*** SOURCE INFORMATION ***
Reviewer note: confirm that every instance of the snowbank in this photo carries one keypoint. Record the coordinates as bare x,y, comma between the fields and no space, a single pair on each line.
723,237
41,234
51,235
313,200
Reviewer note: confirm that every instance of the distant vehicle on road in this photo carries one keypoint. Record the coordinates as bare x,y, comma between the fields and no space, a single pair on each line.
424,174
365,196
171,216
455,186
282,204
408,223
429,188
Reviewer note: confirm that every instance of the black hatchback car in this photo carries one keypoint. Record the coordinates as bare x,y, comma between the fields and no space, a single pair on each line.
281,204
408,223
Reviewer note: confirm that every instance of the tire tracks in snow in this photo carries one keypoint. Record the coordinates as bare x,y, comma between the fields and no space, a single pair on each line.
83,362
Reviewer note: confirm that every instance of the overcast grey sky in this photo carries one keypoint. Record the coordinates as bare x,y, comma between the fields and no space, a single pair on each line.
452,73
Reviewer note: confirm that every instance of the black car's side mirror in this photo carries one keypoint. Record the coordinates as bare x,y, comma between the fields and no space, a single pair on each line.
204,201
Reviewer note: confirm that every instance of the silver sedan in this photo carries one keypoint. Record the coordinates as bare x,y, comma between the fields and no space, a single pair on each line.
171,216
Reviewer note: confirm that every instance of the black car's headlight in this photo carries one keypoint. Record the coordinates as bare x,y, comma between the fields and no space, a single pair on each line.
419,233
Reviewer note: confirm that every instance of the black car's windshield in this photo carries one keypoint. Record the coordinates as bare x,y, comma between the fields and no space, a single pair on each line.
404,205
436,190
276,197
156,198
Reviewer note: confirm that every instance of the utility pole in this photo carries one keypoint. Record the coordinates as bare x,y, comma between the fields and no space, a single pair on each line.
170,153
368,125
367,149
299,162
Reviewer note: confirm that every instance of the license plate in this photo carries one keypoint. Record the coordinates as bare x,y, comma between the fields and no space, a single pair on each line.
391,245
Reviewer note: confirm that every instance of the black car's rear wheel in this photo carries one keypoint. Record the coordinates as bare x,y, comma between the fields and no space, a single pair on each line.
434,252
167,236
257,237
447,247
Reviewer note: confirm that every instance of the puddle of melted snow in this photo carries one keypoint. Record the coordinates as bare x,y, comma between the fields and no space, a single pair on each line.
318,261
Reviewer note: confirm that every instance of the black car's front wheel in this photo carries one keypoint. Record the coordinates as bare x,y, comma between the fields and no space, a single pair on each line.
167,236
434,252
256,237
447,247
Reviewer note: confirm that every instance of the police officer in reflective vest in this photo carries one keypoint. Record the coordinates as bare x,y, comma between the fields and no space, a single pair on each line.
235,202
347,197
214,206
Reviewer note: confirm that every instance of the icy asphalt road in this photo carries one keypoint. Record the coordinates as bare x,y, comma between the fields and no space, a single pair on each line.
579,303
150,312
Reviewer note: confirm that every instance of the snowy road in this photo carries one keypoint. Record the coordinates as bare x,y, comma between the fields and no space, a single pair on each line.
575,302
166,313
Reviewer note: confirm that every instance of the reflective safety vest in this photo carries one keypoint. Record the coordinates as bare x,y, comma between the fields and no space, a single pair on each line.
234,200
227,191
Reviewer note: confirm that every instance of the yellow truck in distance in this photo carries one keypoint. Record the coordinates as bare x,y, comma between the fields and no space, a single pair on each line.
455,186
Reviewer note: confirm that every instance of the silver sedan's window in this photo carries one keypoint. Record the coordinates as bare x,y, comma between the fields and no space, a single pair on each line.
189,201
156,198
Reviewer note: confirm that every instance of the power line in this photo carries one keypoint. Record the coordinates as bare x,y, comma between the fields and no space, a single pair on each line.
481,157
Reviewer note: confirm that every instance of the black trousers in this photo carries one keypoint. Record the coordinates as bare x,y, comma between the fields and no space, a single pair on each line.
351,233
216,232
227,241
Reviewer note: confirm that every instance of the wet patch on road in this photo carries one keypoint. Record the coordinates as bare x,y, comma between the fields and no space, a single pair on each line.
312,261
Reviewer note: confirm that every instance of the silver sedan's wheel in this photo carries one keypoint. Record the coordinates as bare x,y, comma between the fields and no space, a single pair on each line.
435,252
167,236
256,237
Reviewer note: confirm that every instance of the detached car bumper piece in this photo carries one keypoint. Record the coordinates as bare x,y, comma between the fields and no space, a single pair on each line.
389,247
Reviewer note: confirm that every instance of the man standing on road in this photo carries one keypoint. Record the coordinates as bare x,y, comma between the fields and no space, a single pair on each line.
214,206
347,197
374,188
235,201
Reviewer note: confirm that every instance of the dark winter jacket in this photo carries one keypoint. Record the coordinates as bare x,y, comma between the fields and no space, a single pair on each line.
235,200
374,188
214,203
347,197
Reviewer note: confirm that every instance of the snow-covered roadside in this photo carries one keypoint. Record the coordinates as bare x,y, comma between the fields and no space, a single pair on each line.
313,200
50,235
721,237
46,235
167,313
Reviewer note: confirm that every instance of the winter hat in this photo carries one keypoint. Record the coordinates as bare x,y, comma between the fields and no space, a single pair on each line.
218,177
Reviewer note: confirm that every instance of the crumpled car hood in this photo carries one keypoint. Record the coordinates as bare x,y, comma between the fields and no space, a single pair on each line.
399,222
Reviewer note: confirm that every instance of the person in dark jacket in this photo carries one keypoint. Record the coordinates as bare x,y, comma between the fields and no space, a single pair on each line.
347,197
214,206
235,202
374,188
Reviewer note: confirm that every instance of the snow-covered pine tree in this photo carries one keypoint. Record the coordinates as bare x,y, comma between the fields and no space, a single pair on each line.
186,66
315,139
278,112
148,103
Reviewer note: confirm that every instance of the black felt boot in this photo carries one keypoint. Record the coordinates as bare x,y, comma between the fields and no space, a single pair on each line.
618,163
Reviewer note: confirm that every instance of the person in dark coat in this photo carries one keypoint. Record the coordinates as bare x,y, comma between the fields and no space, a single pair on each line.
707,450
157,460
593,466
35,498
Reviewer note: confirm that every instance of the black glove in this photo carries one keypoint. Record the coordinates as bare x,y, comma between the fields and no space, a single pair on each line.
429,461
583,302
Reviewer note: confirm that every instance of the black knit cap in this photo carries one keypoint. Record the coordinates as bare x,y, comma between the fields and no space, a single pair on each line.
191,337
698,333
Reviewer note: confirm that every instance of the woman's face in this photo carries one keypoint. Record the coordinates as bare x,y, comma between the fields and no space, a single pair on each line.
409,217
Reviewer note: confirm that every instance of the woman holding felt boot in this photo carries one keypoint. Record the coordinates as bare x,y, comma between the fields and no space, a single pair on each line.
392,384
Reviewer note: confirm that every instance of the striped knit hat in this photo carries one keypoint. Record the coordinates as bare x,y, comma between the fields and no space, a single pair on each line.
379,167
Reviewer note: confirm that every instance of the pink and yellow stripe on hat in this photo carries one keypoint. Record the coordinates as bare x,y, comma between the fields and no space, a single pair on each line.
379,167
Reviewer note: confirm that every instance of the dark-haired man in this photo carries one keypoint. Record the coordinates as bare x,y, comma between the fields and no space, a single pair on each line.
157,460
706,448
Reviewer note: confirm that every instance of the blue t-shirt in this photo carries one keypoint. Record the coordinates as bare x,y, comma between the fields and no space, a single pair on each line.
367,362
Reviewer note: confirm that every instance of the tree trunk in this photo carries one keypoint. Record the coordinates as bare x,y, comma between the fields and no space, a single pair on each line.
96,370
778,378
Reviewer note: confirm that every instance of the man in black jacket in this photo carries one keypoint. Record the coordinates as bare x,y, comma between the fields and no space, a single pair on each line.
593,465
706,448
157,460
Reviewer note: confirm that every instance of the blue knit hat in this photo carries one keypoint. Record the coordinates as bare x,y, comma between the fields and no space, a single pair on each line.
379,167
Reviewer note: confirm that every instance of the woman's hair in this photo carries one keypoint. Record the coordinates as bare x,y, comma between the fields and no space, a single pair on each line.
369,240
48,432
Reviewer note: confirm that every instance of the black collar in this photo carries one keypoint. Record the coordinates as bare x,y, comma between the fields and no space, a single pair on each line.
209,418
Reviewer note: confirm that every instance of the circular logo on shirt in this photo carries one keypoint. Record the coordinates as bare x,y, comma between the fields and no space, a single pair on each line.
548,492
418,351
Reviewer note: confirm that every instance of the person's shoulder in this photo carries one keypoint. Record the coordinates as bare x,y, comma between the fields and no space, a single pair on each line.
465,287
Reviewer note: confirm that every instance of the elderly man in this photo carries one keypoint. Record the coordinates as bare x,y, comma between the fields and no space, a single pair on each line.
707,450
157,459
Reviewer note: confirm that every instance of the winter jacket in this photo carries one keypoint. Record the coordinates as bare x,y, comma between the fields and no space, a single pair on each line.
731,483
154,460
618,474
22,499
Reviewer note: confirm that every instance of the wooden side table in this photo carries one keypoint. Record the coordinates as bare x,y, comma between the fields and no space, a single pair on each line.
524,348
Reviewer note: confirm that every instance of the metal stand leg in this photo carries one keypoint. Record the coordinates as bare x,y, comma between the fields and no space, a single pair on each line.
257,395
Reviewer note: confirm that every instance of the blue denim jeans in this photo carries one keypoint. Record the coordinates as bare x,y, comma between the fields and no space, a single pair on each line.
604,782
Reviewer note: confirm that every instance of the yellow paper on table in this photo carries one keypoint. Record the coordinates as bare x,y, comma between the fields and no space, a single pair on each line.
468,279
***
* EXERCISE DIRECTIONS
Print exactly the stretch of lines beginning with the one that holds "Reviewer note: confirm that every instance of the winter jacket" and ending at the last line above.

* SOLVED EXERCISE
Reviewer note: confirm that every instance of the winter jacket in this photo carries one keypoint. Record the coordinates as bare x,y, comma between the fields and no space, a single pair on each line.
731,483
154,460
618,474
22,499
Reviewer note: confirm that every instance of the wooden side table in this photo carries one keypoint. Record the coordinates as bare x,y, comma between the fields and no space, a single pair on each line.
524,348
Reviewer note: confirm that every instance of the metal stand leg in this photo carries one keypoint. Record the coordinates as bare x,y, comma between the fields and no space, a single pair on each line.
257,395
Reviewer note: confirm that every instance of the blue denim jeans in this photo carries one keypoint. Record the coordinates as bare x,y, comma between the fields and no space, a single pair on each line.
604,782
Reviewer note: confirm that every instance of the yellow paper on table in this photo carries one keypoint. Record the coordinates as bare x,y, comma between the fields and no space, a single pair on each line.
468,279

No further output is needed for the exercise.